**Given request:**
Copy out every line from the listing below that contains the word "Could".

==================================================

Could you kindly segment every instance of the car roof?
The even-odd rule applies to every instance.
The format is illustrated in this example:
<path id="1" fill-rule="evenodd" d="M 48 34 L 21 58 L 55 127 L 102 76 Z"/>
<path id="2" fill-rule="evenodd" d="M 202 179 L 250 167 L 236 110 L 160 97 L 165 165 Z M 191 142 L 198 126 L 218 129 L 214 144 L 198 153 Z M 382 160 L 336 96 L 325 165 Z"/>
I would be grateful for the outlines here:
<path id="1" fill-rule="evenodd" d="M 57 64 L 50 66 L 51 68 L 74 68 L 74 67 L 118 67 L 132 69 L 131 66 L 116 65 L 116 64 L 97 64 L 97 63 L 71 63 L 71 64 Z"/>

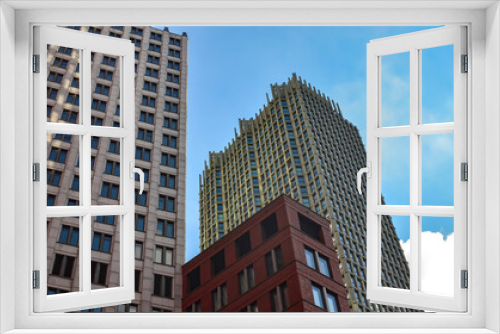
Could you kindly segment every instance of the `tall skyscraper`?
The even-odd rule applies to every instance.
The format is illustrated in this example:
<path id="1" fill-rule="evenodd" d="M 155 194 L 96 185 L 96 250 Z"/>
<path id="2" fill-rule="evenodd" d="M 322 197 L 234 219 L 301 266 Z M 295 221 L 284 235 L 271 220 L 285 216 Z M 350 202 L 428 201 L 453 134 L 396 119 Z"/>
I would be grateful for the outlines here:
<path id="1" fill-rule="evenodd" d="M 70 28 L 135 44 L 135 164 L 145 173 L 144 193 L 136 190 L 135 300 L 90 311 L 180 311 L 186 226 L 187 36 L 152 27 Z M 78 124 L 79 52 L 53 45 L 47 53 L 47 121 Z M 118 58 L 92 54 L 92 125 L 119 124 L 120 74 Z M 78 152 L 78 136 L 47 138 L 48 205 L 79 205 Z M 119 141 L 93 137 L 91 161 L 92 204 L 117 204 Z M 49 294 L 78 290 L 78 224 L 77 218 L 48 221 Z M 92 288 L 117 286 L 119 217 L 93 217 L 92 238 Z"/>
<path id="2" fill-rule="evenodd" d="M 200 176 L 200 250 L 280 194 L 326 217 L 353 312 L 410 311 L 366 299 L 366 198 L 356 191 L 365 166 L 358 129 L 337 103 L 293 74 Z M 383 216 L 382 284 L 409 288 L 409 267 L 389 216 Z"/>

==================================================

**Complete response:**
Could you kindly segment every instance of the car roof?
Could you kindly segment every instance of the `tall skyscraper`?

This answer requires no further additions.